Exactly reproduce all the records, keeping pictures out of the copy.

____

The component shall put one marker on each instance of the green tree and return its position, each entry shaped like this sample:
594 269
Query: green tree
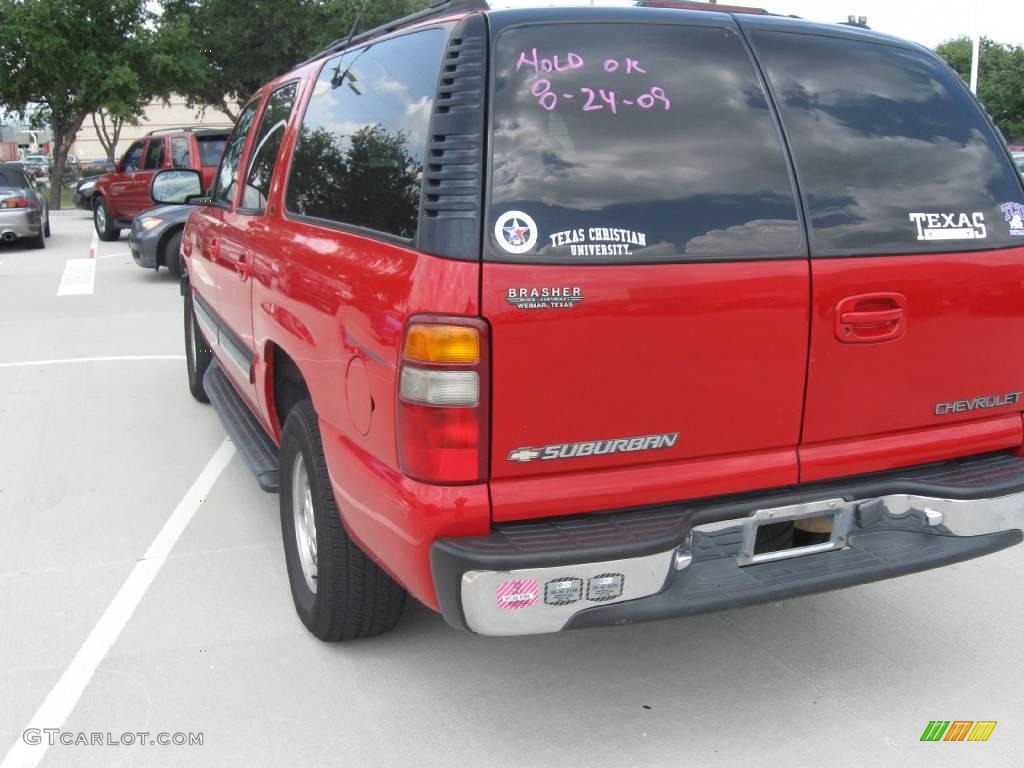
64 59
1000 80
249 43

____

→ **Task response**
The component shall put one marker on each instance of the green tree and return its position, each entry shaped like this sample:
594 269
Query: green tree
64 59
1000 80
249 43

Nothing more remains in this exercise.